= What the exercise asks =
Update the listing below by changing every "rough mask" to "draft mask", and keep every other part the same.

++++++

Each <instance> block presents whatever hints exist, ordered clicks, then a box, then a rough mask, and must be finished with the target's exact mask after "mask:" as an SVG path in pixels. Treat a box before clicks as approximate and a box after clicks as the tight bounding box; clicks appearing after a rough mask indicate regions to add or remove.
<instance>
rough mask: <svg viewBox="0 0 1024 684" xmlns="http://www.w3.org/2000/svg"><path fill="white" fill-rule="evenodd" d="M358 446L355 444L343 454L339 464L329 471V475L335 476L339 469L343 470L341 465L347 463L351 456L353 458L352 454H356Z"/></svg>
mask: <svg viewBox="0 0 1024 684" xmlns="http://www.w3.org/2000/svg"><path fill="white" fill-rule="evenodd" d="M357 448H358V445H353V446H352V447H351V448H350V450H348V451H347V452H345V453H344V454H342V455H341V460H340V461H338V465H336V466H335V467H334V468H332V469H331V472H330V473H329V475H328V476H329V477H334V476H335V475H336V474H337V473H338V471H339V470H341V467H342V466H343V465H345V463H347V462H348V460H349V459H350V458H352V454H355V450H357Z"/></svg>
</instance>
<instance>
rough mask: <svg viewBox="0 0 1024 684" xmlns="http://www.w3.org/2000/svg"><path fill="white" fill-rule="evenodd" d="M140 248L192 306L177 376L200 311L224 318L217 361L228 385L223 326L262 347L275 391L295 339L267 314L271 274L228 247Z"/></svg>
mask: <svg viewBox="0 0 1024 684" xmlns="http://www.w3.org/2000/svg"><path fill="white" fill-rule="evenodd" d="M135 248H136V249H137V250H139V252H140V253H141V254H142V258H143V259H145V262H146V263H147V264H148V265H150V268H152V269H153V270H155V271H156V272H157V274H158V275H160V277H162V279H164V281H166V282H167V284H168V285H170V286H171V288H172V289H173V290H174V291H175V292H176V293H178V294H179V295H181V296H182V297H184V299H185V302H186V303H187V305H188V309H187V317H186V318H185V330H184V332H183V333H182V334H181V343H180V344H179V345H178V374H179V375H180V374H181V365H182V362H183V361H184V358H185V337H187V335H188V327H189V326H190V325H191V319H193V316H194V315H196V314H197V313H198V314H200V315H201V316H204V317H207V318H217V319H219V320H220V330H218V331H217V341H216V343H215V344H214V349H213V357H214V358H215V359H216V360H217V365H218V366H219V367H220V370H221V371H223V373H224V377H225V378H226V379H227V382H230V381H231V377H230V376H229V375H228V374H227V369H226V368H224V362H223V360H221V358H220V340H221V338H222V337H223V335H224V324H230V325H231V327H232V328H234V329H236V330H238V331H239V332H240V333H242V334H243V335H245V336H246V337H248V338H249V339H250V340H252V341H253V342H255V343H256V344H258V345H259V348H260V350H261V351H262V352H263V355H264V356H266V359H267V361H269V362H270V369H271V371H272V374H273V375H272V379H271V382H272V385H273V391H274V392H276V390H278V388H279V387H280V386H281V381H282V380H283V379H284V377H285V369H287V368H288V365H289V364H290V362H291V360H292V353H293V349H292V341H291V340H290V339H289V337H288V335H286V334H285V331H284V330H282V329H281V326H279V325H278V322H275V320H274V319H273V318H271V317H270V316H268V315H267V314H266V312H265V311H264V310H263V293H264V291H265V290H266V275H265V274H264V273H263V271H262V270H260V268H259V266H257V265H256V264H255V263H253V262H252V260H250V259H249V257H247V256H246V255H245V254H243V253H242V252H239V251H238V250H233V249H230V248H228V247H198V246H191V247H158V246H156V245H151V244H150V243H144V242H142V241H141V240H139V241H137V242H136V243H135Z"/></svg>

++++++

= Task answer =
Each <instance> block presents whatever hints exist, ordered clicks, then a box, then a draft mask, and must be finished with the target's exact mask after "mask:" as an SVG path in pixels. Treat a box before clicks as approximate and a box after clicks as the tight bounding box; clicks appearing after a draft mask indicate regions to add or remove.
<instance>
draft mask: <svg viewBox="0 0 1024 684" xmlns="http://www.w3.org/2000/svg"><path fill="white" fill-rule="evenodd" d="M358 446L355 444L343 454L339 464L329 471V475L335 476L339 469L343 470L341 465L347 463L351 456L353 458L352 454H356Z"/></svg>
mask: <svg viewBox="0 0 1024 684" xmlns="http://www.w3.org/2000/svg"><path fill="white" fill-rule="evenodd" d="M357 448H358V445H353V446H352V447H351V448H350V450H348V451H347V452H345V453H344V454H342V455H341V460H340V461H338V465H336V466H335V467H334V468H332V469H331V472H330V473H329V475H328V476H329V477H334V476H335V475H336V474H337V473H338V471H339V470H341V467H342V466H343V465H345V463H347V462H348V460H349V459H350V458H352V454H355V450H357Z"/></svg>
</instance>
<instance>
draft mask: <svg viewBox="0 0 1024 684" xmlns="http://www.w3.org/2000/svg"><path fill="white" fill-rule="evenodd" d="M140 248L192 306L177 376L200 311L224 318L217 361L228 385L223 326L262 347L275 391L295 339L267 314L271 274L228 247Z"/></svg>
mask: <svg viewBox="0 0 1024 684" xmlns="http://www.w3.org/2000/svg"><path fill="white" fill-rule="evenodd" d="M135 248H136V249H137V250H139V252H140V253H141V254H142V258H143V259H145V262H146V263H147V264H148V265H150V268H152V269H153V270H155V271H156V272H157V274H158V275H160V277H162V279H164V281H166V282H167V284H168V285H170V286H171V288H172V289H173V290H174V291H175V292H176V293H178V294H179V295H181V296H182V297H184V299H185V302H186V303H187V305H188V309H187V317H186V318H185V330H184V332H183V333H182V334H181V343H180V344H179V345H178V374H179V375H180V374H181V365H182V362H183V361H184V358H185V337H187V335H188V327H189V326H190V325H191V319H193V316H194V315H196V314H197V313H198V314H200V315H201V316H204V317H207V318H217V319H219V320H220V330H218V331H217V341H216V343H215V344H214V349H213V357H214V358H215V359H216V360H217V365H218V366H219V367H220V370H221V371H223V373H224V377H225V378H226V379H227V382H230V381H231V377H230V376H229V375H228V374H227V369H226V368H224V362H223V360H221V358H220V340H221V338H222V337H223V335H224V324H230V325H231V327H232V328H234V329H236V330H238V331H239V332H240V333H242V334H243V335H245V336H246V337H248V338H249V339H250V340H252V341H253V342H255V343H256V344H258V345H259V348H260V350H261V351H262V352H263V355H264V356H266V359H267V361H269V362H270V369H271V371H272V374H273V375H272V379H271V382H272V385H273V391H274V392H276V390H278V388H279V387H280V386H281V381H282V380H283V379H284V377H285V369H287V368H288V365H289V364H290V362H291V360H292V353H293V349H292V341H291V340H290V339H289V337H288V335H286V334H285V331H284V330H282V329H281V326H279V325H278V322H275V320H274V319H273V318H271V317H270V316H268V315H267V314H266V312H265V311H264V310H263V293H264V291H265V290H266V275H265V274H264V273H263V271H262V270H260V268H259V266H257V265H256V264H255V263H253V262H252V260H250V259H249V257H247V256H246V255H245V254H243V253H242V252H239V251H238V250H233V249H230V248H228V247H198V246H191V247H158V246H156V245H151V244H150V243H144V242H142V241H141V240H139V241H137V242H136V243H135Z"/></svg>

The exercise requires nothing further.